ACTIVITY LIST:
A. Substitute "transcriptional bursting" for "transcriptional noise" and give the text on cellular noise again between "Cellular noise: one" and "transcription initiation site.", inclusive.
B. Decide whether each statement agrees with the text on cellular noise, answering yes or no and quoting the words that settle it: (i) "TATA box" promoters become active late in development. (ii) The two articles were published together in Nature Communications. (iii) In the permissive state of "TATA box" promoters, polymerases initiate about every 10 seconds.

PASSAGE:
***
Cellular noise: one mechanism, two models
In cells, genetic information is not expressed continuously but intermittently in an stochastic manner. This phenomenon, called transcriptional noise, plays a key role in many situations in biology. It is for instance partly responsible for the rebound in viral loads when anti-HIV therapy is stopped in patients, and it also plays an essential role during embryonic development. In these two articles, published jointly in the journal Nature Communications, the scientists used live cell RNA labeling and innovative mathematical approaches to show that transcriptional noise uses a common mechanism in both HIV-infected cells and Drosophila embryos. This mechanism involves the pause of RNA polymerases near their transcription initiation site.
Drosophila model:
Using Drosophila as a model organism, it is possible to follow RNA synthesis in real time in a living embryo. In these embryos, the zygotic genome is initially silent and gets activated progressively during development. Activation of gene expression takes place discontinuously for different genes, because transcription requires the assembly of many actors whose action is centralized at the level of a particular DNA sequence called a promoter, which is unique to each gene. To determine the contribution of promoter sequences to the dynamics of transcription, the scientists combined genetic manipulations with quantitative imaging to reveal the different states of the promoters and their switching kinetics in vivo.
Thus, researchers were able to demonstrate that “TATA box” promoters, identified by a particular conserved DNA sequence, are active very early and operate via a simple stochastic transition between an inactive state and a permissive (active) state, in which polymerases initiate every ~10 seconds. A second type of promoters, known as “INR motif” promoters (Initiator), becomes active later in development. In this case, an additional inactive state exists, which is associated with the pausing of RNA polymerase near their initiation site. These multiple promoter states switch stochastically at different time scales. In the context of a rapidly developing embryo, this multiscale control contributes to the proper timing and levels of gene expression during the awakening of the zygotic genome.
***
GIVEN MATERIAL:

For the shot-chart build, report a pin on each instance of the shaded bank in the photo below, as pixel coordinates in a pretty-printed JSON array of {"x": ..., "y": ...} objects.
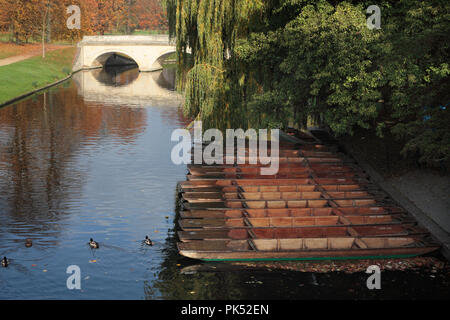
***
ANSWERS PER TASK:
A.
Cellular noise: one mechanism, two models
In cells, genetic information is not expressed continuously but intermittently in an stochastic manner. This phenomenon, called transcriptional bursting, plays a key role in many situations in biology. It is for instance partly responsible for the rebound in viral loads when anti-HIV therapy is stopped in patients, and it also plays an essential role during embryonic development. In these two articles, published jointly in the journal Nature Communications, the scientists used live cell RNA labeling and innovative mathematical approaches to show that transcriptional bursting uses a common mechanism in both HIV-infected cells and Drosophila embryos. This mechanism involves the pause of RNA polymerases near their transcription initiation site.

B.
(i) No: "“TATA box” promoters, identified by a particular conserved DNA sequence, are active very early"
(ii) Yes: "published jointly in the journal Nature Communications"
(iii) Yes: "a permissive (active) state, in which polymerases initiate every ~10 seconds"